EXCERPT TO READ —
The mass crossing is the first since Spain and Morocco resolved a diplomatic row over Western Sahara.
Hundreds of migrants have broken through the border between the Spanish enclave of Melilla and Morocco in the first attempted mass crossing since the two nations re-established diplomatic ties in March.
“A large group of sub-Saharans [Africans] … broke through the entrance gate of the border checkpoint Barrio Chino and entered Melilla by jumping over the roof of the checkpoint,” the Spanish government delegation in the area said in a statement on Friday.
“All [are] men and apparently adults,” it added. The migrants arrived at the crossing at approximately 06:40 AM local time (04:40 GMT) and the crossing took place at 08:40 AM (06:40 GMT).
Melilla and Ceuta, Spain’s other small North African enclaves, have the European Union’s only land borders with Africa, making them a magnet for migrants.
Morocco deployed a “large” number of troops to try to repel the crowd from the border and “actively cooperated” with Spanish security forces, the delegation said in a separate statement.
Images on Spanish media showed exhausted migrants lying on the sidewalk in Melilla, some with bloodied hands and torn clothes.
In March of this year, Spain ended a year-long diplomatic crisis by backing Morocco’s autonomy plan for Western Sahara, building on its decades-long neutrality.
Spanish Prime Minister Pedro Sanchez then visited Rabat and the two governments praised a “new phase” in relations.

EXPLORE THE MATERIAL —
a. Which clock times does the article on the Melilla border crossing give? List every one.
b. Transcribe the passage of the Melilla crossing article starting with "Morocco deployed a" and going on through "a separate statement.".
c. Continue the article about the migrants' crossing into Melilla from where it ends.

DATA SECTION —

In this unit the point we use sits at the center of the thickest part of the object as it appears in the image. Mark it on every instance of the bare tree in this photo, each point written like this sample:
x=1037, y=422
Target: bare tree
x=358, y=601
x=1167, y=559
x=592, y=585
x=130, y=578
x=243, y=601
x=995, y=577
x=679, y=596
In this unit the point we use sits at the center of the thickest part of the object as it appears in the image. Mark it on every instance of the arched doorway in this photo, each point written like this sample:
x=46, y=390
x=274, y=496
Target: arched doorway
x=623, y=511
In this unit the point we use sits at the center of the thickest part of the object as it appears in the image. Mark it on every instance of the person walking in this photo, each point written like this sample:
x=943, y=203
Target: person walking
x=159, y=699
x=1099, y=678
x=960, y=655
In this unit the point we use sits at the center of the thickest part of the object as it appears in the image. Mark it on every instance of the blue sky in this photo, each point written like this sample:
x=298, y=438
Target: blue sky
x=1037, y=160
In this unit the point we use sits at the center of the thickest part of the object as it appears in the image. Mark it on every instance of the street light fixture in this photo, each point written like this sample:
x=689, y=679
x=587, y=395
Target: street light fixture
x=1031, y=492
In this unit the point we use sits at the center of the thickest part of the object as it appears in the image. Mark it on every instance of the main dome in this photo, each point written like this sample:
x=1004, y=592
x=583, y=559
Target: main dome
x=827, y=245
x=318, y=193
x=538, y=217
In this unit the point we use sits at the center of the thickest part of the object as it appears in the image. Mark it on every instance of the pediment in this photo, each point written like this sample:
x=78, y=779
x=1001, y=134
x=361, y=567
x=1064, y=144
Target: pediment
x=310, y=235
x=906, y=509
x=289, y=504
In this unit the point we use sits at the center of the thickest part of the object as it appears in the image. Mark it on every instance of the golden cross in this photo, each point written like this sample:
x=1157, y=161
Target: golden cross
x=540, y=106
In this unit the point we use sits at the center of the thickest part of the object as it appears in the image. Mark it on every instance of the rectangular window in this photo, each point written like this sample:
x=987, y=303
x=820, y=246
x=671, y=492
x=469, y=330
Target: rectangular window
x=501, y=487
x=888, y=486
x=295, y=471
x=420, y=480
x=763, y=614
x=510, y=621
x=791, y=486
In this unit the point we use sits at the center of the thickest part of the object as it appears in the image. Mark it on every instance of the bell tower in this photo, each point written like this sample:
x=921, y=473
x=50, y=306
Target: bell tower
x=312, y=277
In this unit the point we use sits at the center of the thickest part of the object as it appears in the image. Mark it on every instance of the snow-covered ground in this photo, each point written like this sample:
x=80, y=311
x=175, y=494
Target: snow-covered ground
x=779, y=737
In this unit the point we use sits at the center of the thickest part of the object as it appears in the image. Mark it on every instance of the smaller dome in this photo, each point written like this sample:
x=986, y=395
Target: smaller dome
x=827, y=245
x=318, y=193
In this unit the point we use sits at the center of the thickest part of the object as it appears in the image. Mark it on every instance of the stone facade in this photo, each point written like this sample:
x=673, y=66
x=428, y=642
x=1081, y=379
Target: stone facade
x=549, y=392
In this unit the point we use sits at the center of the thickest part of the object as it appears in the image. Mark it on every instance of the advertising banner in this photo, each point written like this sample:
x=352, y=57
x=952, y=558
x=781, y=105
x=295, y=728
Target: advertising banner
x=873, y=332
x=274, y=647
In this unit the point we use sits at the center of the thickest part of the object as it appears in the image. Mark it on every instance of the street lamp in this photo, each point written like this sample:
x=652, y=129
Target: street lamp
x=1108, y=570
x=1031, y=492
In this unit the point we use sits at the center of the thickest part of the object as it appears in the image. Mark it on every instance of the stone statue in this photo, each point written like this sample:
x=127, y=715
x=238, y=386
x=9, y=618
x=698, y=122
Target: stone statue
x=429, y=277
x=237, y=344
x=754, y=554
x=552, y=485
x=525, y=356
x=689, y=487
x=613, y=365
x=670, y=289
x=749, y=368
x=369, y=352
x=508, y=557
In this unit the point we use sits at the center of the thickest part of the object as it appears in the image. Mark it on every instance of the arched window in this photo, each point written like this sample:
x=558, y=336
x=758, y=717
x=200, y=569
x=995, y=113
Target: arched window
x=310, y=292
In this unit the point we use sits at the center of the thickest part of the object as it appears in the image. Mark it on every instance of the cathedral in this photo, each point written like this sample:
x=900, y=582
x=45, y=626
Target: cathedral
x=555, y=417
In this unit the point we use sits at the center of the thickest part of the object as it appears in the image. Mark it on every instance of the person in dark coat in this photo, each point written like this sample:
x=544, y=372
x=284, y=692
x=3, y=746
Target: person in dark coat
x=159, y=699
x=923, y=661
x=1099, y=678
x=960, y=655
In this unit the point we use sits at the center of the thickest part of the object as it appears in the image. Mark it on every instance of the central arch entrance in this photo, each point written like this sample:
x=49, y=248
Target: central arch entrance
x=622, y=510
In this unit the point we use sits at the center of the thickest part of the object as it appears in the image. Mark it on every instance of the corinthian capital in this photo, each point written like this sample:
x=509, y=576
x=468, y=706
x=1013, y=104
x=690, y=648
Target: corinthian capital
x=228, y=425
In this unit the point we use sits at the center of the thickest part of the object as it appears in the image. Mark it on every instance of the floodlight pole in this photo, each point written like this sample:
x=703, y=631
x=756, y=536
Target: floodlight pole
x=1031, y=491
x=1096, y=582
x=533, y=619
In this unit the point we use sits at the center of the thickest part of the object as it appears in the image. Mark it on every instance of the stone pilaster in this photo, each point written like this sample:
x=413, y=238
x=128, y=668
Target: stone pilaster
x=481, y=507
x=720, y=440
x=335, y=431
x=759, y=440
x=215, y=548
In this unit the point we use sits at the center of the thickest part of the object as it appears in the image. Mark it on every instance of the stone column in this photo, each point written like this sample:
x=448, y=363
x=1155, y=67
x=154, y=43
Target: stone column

SET OF ANSWERS —
a. 06:40 AM, 04:40 GMT, 08:40 AM, 06:40 GMT

b.
Morocco deployed a “large” number of troops to try to repel the crowd from the border and “actively cooperated” with Spanish security forces, the delegation said in a separate statement.

c.
The spat began when Madrid allowed Brahim Ghali, leader of the Western Sahara’s Independence Front, to be treated for COVID-19 in a Spanish hospital in April 2021.
A month later, some 10,000 migrants flooded the Moroccan border into the enclave of Ceuta in Spain, while border guards looked the other way, in what was widely seen by Rabat as a punitive gesture.
Rabat calls for Western Sahara to be given autonomous status under Moroccan sovereignty, but the Polisario movement in Western Sahara wants a United Nations-controlled referendum on self-determination, as agreed in a 1991 ceasefire agreement.
In the days just before Morocco and Spain ended the diplomatic crisis, there were several attempted mass crossings of migrants in Melilla, including one involving 2,500 people, the largest ever attempt.
A restoration of Spanish ties with Morocco has led to a drop in arrivals. The number of migrants reaching the Canary Islands in April was 70 percent lower than in February, government figures show.